───── EXTRACTED MATERIAL

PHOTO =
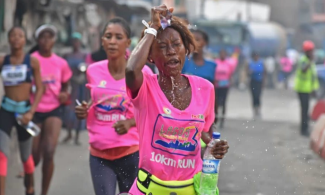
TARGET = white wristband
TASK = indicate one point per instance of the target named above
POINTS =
(151, 31)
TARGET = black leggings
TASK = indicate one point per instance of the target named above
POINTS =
(7, 122)
(256, 90)
(105, 173)
(221, 96)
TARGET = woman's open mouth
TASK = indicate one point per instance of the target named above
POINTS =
(172, 63)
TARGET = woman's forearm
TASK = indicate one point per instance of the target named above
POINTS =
(136, 62)
(38, 95)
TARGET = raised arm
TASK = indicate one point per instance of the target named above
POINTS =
(139, 56)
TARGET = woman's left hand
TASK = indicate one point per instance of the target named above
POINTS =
(220, 149)
(63, 97)
(26, 118)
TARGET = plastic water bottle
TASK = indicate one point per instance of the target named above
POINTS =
(31, 127)
(210, 170)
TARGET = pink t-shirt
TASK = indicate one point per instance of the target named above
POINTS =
(110, 104)
(170, 138)
(286, 64)
(224, 70)
(54, 71)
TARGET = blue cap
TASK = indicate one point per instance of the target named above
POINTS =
(216, 135)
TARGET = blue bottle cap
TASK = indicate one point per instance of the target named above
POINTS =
(216, 135)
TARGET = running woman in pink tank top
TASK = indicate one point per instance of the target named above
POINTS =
(172, 111)
(55, 74)
(113, 136)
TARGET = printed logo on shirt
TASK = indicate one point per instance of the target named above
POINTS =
(181, 139)
(48, 79)
(167, 112)
(14, 74)
(111, 107)
(199, 116)
(110, 103)
(102, 84)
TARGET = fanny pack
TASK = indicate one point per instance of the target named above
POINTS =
(148, 183)
(15, 107)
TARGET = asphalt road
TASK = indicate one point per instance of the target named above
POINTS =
(266, 157)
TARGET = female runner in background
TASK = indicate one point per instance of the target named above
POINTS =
(55, 74)
(17, 72)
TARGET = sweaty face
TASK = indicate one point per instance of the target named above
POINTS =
(17, 38)
(223, 55)
(200, 42)
(46, 41)
(115, 41)
(168, 52)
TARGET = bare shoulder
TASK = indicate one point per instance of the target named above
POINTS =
(34, 62)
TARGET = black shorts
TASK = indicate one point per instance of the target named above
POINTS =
(40, 117)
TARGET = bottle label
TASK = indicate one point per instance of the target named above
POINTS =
(211, 166)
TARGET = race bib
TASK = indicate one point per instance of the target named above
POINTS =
(13, 75)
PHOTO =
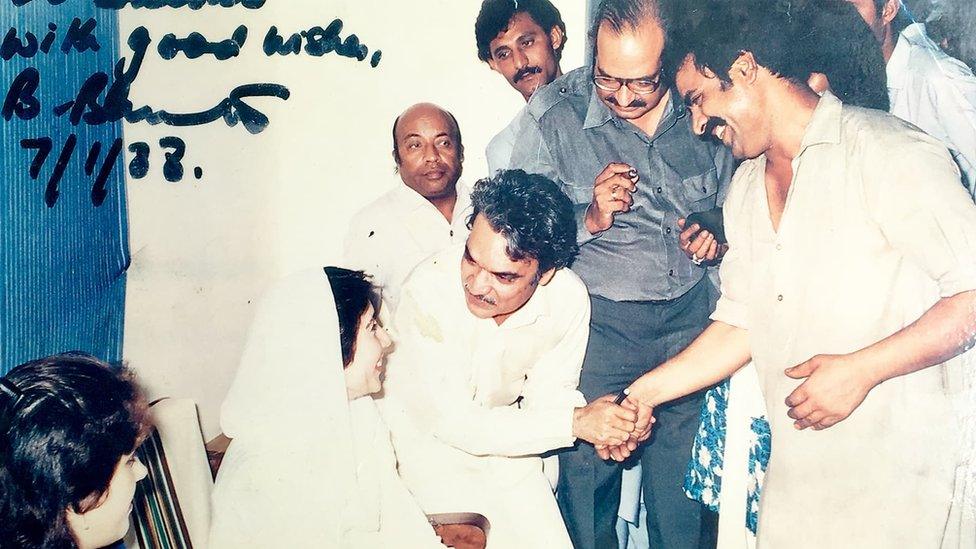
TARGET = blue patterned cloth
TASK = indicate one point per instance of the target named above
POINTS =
(703, 481)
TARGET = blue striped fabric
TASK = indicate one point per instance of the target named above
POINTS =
(62, 268)
(156, 512)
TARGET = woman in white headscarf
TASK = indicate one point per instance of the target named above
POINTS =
(311, 464)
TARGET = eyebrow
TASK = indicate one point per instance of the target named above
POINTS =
(417, 135)
(501, 274)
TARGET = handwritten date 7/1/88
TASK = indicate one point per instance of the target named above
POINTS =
(138, 166)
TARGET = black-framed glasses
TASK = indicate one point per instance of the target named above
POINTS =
(640, 86)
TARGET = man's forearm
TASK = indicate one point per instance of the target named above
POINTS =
(713, 356)
(945, 330)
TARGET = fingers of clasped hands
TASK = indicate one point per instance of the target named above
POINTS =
(698, 244)
(833, 387)
(613, 192)
(624, 444)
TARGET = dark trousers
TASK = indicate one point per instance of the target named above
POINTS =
(626, 340)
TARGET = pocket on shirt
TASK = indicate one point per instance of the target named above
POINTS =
(700, 191)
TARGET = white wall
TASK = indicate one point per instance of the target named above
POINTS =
(272, 203)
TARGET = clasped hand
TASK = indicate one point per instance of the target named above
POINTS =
(615, 430)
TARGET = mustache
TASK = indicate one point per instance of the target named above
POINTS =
(637, 102)
(712, 123)
(481, 298)
(527, 71)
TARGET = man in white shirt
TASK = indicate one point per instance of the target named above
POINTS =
(926, 86)
(522, 40)
(425, 214)
(849, 282)
(484, 379)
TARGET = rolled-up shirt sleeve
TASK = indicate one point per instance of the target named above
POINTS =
(734, 271)
(531, 155)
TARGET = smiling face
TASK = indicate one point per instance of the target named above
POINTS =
(495, 285)
(428, 152)
(525, 54)
(108, 521)
(732, 113)
(365, 371)
(633, 54)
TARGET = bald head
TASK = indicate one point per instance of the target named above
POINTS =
(428, 151)
(428, 109)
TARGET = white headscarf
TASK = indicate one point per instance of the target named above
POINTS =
(300, 471)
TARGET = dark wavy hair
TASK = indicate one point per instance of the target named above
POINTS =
(65, 422)
(832, 39)
(717, 32)
(353, 293)
(496, 14)
(621, 15)
(532, 213)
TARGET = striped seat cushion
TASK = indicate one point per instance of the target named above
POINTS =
(156, 515)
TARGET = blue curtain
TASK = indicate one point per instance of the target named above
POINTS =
(63, 251)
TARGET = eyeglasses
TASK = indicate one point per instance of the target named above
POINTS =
(640, 86)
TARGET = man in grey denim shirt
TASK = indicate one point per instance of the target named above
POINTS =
(620, 143)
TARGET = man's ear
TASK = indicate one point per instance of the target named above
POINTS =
(744, 68)
(889, 11)
(556, 37)
(547, 276)
(492, 63)
(818, 82)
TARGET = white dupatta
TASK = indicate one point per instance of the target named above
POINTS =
(302, 468)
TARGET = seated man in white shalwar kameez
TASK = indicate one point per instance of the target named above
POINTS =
(492, 336)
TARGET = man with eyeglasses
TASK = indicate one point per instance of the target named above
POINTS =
(619, 142)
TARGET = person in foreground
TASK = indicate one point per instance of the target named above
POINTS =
(849, 281)
(310, 463)
(69, 425)
(492, 337)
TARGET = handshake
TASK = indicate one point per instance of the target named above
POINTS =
(615, 429)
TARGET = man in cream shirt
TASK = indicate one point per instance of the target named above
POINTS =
(425, 214)
(849, 282)
(491, 342)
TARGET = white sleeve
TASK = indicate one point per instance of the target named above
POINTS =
(441, 395)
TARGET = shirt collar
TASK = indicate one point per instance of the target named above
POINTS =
(535, 308)
(413, 202)
(897, 64)
(824, 127)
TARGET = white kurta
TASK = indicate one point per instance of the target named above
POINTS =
(937, 93)
(875, 230)
(398, 230)
(306, 468)
(471, 404)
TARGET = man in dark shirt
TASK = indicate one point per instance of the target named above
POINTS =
(619, 141)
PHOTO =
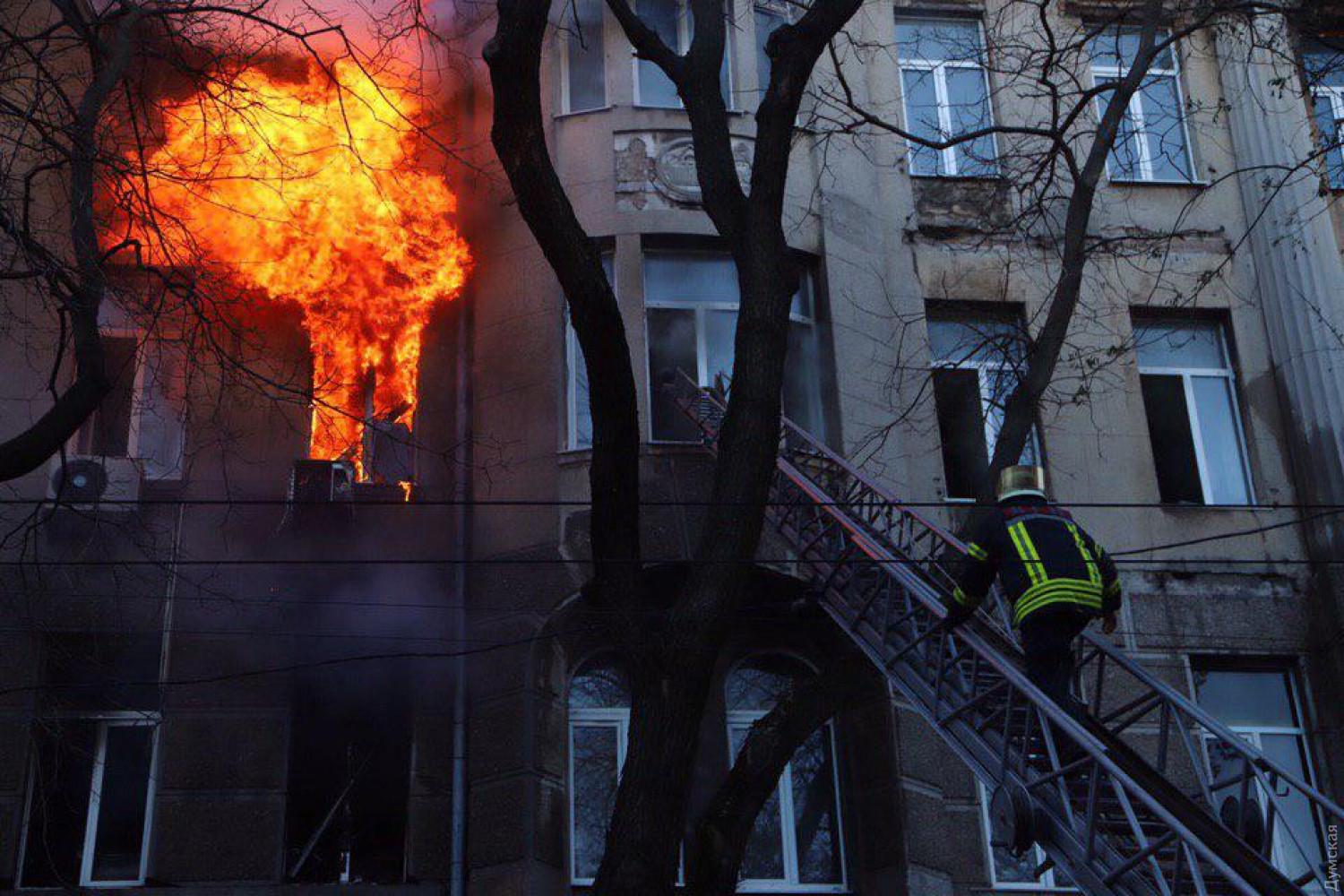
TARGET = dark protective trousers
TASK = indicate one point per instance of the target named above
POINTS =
(1047, 637)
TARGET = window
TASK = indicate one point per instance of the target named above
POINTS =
(1152, 142)
(693, 317)
(674, 22)
(580, 413)
(582, 56)
(1325, 77)
(1261, 705)
(599, 724)
(768, 16)
(946, 94)
(797, 841)
(90, 801)
(349, 780)
(976, 363)
(1193, 421)
(142, 414)
(1015, 872)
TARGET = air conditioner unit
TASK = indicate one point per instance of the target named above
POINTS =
(322, 481)
(320, 495)
(88, 482)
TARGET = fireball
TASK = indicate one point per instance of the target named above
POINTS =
(312, 191)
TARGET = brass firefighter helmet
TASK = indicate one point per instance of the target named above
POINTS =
(1021, 479)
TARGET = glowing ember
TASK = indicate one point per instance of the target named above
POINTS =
(312, 194)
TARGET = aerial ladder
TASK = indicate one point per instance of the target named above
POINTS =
(1137, 814)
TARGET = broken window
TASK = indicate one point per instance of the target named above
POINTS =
(693, 319)
(1193, 422)
(1152, 142)
(674, 23)
(1261, 705)
(599, 726)
(976, 366)
(349, 775)
(142, 414)
(797, 840)
(1324, 65)
(582, 56)
(945, 90)
(90, 801)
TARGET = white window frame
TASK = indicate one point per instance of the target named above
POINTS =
(1252, 734)
(564, 38)
(1136, 115)
(742, 720)
(594, 718)
(940, 85)
(572, 366)
(1336, 99)
(702, 362)
(104, 720)
(1187, 375)
(784, 8)
(683, 39)
(1046, 883)
(572, 390)
(986, 371)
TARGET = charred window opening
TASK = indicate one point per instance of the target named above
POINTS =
(349, 778)
(960, 427)
(91, 778)
(108, 435)
(978, 359)
(144, 416)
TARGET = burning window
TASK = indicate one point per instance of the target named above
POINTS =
(316, 185)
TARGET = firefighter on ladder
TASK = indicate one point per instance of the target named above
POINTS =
(1053, 573)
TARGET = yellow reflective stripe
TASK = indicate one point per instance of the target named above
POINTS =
(1056, 591)
(1093, 570)
(1089, 600)
(1027, 552)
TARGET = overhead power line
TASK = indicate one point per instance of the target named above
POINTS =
(535, 503)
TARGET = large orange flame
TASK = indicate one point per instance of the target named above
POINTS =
(309, 191)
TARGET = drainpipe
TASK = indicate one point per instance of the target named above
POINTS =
(462, 426)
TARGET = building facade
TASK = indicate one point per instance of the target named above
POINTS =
(210, 684)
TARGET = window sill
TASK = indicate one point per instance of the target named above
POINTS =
(577, 113)
(1155, 182)
(973, 179)
(642, 107)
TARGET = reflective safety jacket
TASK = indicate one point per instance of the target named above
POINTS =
(1042, 559)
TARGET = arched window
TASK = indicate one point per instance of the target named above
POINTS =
(599, 723)
(796, 844)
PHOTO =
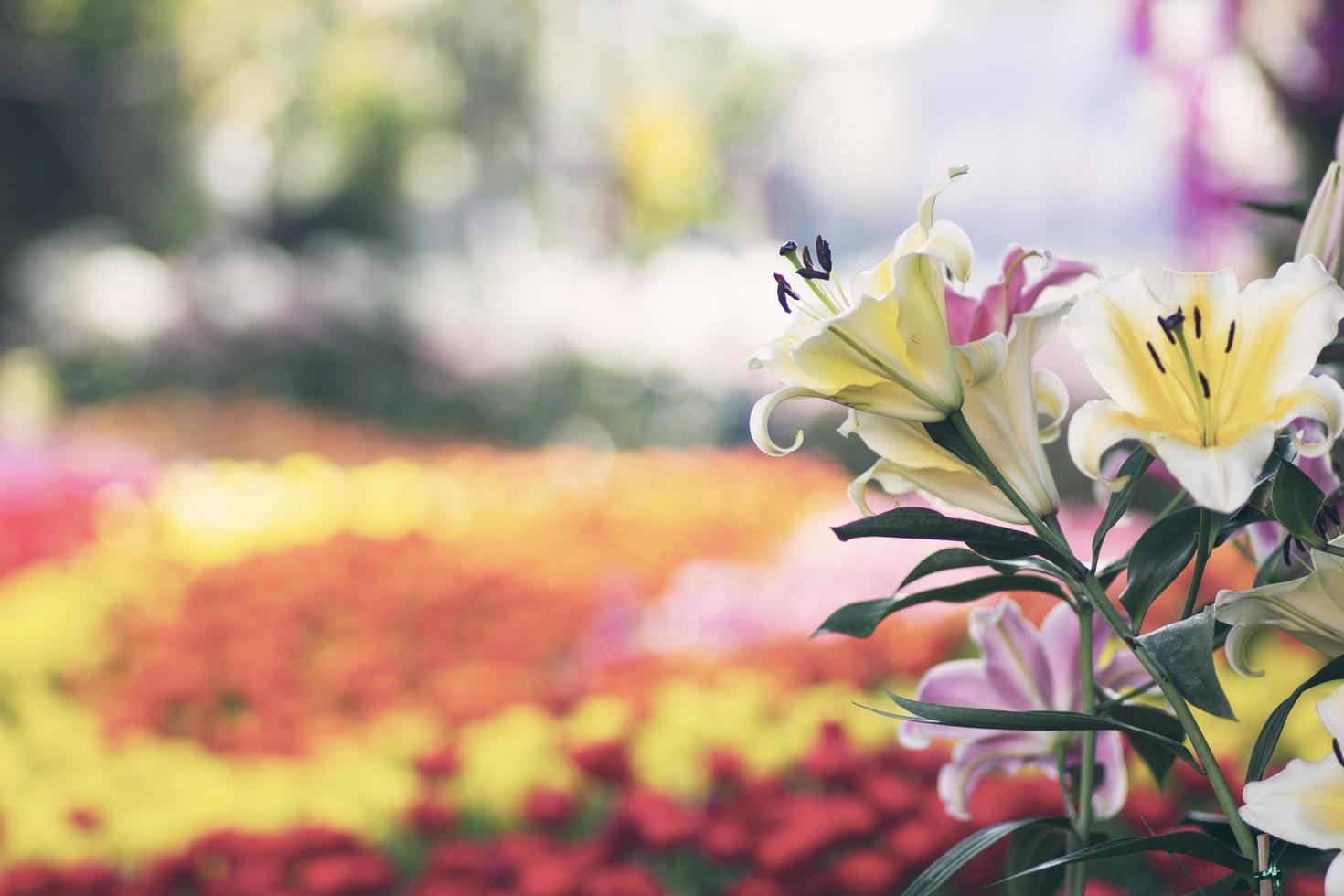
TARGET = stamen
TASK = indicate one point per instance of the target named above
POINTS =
(1156, 360)
(784, 293)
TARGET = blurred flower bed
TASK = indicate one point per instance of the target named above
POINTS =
(377, 667)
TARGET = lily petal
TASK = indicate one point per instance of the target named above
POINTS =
(1051, 403)
(974, 759)
(957, 683)
(1220, 477)
(1113, 784)
(1304, 804)
(889, 477)
(1285, 323)
(761, 412)
(1320, 400)
(912, 461)
(1014, 657)
(1110, 325)
(1309, 609)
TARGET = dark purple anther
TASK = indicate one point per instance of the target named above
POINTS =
(1171, 324)
(784, 293)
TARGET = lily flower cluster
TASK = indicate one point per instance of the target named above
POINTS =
(1221, 386)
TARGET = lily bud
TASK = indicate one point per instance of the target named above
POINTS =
(1323, 229)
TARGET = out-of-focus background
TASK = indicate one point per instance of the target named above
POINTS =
(378, 512)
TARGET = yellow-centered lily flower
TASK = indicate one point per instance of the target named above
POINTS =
(1004, 411)
(883, 346)
(1304, 804)
(1206, 375)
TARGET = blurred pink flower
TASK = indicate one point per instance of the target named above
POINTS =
(1021, 667)
(971, 318)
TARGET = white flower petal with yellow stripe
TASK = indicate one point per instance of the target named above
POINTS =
(1304, 804)
(1206, 375)
(1003, 409)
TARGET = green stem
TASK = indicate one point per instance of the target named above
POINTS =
(1221, 792)
(987, 466)
(1087, 774)
(1093, 590)
(1200, 559)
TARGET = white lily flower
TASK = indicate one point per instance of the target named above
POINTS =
(883, 347)
(1003, 411)
(1207, 375)
(1309, 609)
(1303, 804)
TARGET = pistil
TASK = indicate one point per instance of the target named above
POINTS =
(1174, 326)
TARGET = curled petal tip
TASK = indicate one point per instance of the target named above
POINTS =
(761, 420)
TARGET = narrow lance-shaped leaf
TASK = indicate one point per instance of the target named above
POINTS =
(994, 541)
(1187, 842)
(1184, 652)
(1273, 727)
(943, 868)
(1156, 559)
(860, 620)
(1026, 720)
(1133, 470)
(1156, 756)
(948, 559)
(1296, 501)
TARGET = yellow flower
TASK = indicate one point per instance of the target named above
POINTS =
(1207, 375)
(883, 348)
(1309, 609)
(1001, 411)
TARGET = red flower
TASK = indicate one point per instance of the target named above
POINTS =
(431, 816)
(866, 870)
(441, 763)
(549, 806)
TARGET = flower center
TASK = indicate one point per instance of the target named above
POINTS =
(1191, 379)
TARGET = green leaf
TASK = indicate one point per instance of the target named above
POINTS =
(945, 434)
(943, 868)
(1155, 755)
(1187, 842)
(1295, 209)
(1273, 727)
(1296, 501)
(994, 541)
(1133, 469)
(1029, 720)
(964, 559)
(1184, 652)
(860, 620)
(1031, 847)
(1157, 558)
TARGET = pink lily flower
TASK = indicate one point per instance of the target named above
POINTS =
(972, 318)
(1021, 667)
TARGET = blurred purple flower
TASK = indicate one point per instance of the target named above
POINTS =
(971, 318)
(1021, 667)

──────────

GIVEN INSTRUCTION:
Copy the records word for word, starting at the line that contains "TARGET = yellow flower" and ending with the last line of the records.

EXPECTED ANSWER:
TARGET = yellow flower
TASK = indicate one point per instance of the target named above
POINTS =
(1207, 375)
(883, 348)
(1309, 609)
(1001, 411)
TARGET = red flower
TASK = indicate one point per instance of the target named above
POINTS =
(431, 816)
(866, 870)
(441, 763)
(549, 806)
TARGET = flower center
TASK = indicate one point per instance of the target named above
POINTS =
(1191, 379)
TARGET = green leaf
TASK = indicate one point per instance of the target named above
POINTS =
(945, 434)
(943, 868)
(1155, 755)
(1187, 842)
(1295, 209)
(1273, 727)
(1296, 501)
(994, 541)
(1133, 469)
(1029, 720)
(964, 559)
(1184, 652)
(860, 620)
(1031, 847)
(1157, 558)
TARGET = pink lily flower
TASK = indicate one point per instance of the target named above
POINTS =
(972, 318)
(1021, 667)
TARGET = blurred purple flower
TASK = indicate one point per instance of the target named above
POINTS =
(971, 318)
(1021, 667)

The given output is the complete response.